### PROVIDED PASSAGE:
Coefficients of variation (CV) within each inbred strain and the average CV across 1000 subsamples of the DO population. Each subsample consists of 16 mice (8 male; 8 female) to resemble the composition of each inbred strain studied. The error bars correspond to the standard deviation of DO subsample CVs. Asterisks or plus signs indicate significant differences where FDR < 0.05 for the comparison of average inbred CV to the DO CV using a one sided t-test; *average inbred CV < DO CV, +average inbred CV > DO CV, average inbred CV not significantly different from DO CV. Trait descriptions can be found in Supplementary Table 3.

The expectation that inbred strains, lacking genetic heterogeneity, would display less phenotypic variation than outbred stocks is certainly a reasonable one. However, our review of the literature shows that outbred stocks are not, in fact, necessarily more phenotypically variable than inbred strains in the same experiments. Furthermore, our analysis of the DO data set demonstrates that this is true also when precisely the same pool of known genetic variation is being compared in the inbred and outbred populations. The phenotypic variability demonstrated by inbred mice may reflect the unusual (and unnatural) condition of fixed allelic states and allelic interactions. In response to environmental perturbation (e.g., 18), the inbred organism has a single state response, whereas the outbred organism has multiple allelic variants throughout each biological pathway, which may be tuned to respond to manipulations19. Background genetic variability may have a stabilizing effect on phenotypic endpoints, buffering the organism from the idiosyncratic influences of environmental variability, and other challenges inherent in experimental manipulations, that can affect outcomes within an isogenic stock20. Therefore, the apparent paradox that the phenotypic variance for inbred strains, attributable only to Ve, is equal to outbred phenotypic variance, attributable to genetic and environmental sources (Vg+Ve+Vge), may be due to an expansion of the organismal response to the environment that inflates Ve in inbred stocks.

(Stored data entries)
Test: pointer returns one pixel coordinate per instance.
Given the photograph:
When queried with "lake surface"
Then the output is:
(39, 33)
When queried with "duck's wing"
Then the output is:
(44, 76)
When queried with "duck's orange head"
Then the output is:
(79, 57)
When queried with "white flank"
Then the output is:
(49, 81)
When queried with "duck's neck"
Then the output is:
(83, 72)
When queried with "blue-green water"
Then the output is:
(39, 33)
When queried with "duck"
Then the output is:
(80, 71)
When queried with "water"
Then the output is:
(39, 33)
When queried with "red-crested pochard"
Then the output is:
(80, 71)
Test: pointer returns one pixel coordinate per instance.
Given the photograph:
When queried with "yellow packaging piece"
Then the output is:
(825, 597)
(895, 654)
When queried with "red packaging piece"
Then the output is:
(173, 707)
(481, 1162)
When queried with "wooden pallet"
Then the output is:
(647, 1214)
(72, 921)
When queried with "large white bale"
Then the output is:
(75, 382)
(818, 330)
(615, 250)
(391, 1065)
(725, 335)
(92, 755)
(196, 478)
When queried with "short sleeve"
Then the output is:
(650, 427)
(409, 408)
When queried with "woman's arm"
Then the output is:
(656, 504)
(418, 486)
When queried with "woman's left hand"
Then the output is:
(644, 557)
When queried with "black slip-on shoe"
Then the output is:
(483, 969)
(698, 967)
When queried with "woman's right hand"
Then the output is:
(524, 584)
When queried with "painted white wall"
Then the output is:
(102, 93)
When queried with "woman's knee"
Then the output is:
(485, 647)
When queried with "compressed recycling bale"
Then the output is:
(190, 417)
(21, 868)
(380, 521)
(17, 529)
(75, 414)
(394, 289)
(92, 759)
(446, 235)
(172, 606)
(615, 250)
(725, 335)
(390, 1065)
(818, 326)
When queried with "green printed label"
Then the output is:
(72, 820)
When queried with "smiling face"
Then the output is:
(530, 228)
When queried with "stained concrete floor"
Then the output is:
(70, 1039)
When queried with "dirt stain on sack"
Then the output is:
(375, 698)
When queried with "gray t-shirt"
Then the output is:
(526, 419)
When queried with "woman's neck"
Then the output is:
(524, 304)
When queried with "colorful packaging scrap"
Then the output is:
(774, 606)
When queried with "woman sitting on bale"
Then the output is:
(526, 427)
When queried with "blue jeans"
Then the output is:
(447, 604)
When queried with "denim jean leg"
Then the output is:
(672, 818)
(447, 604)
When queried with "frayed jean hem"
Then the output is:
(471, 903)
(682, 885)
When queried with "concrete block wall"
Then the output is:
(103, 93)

### EXERCISE 1:
Which variance terms are listed in the parentheses in the passage on inbred and outbred mouse variability as the sources of outbred phenotypic variance?
### EXERCISE 2:
In the passage on inbred and outbred mouse variability, how many mice make up each subsample of the DO population?
### EXERCISE 3:
Does each statement agree with the passage on inbred and outbred mouse variability? (a) The error bars show the standard deviation of DO subsample CVs. (b) A plus sign marks cases where the average inbred CV is smaller than the DO CV. (c) The literature review found outbred stocks to be consistently more phenotypically variable than inbred strains.

### EXERCISE RESPONSE 1:
Vg, Ve, Vge

### EXERCISE RESPONSE 2:
16 mice (8 male; 8 female).

### EXERCISE RESPONSE 3:
(a) Yes: "The error bars correspond to the standard deviation of DO subsample CVs."
(b) No: "+average inbred CV > DO CV"
(c) No: "outbred stocks are not, in fact, necessarily more phenotypically variable than inbred strains in the same experiments"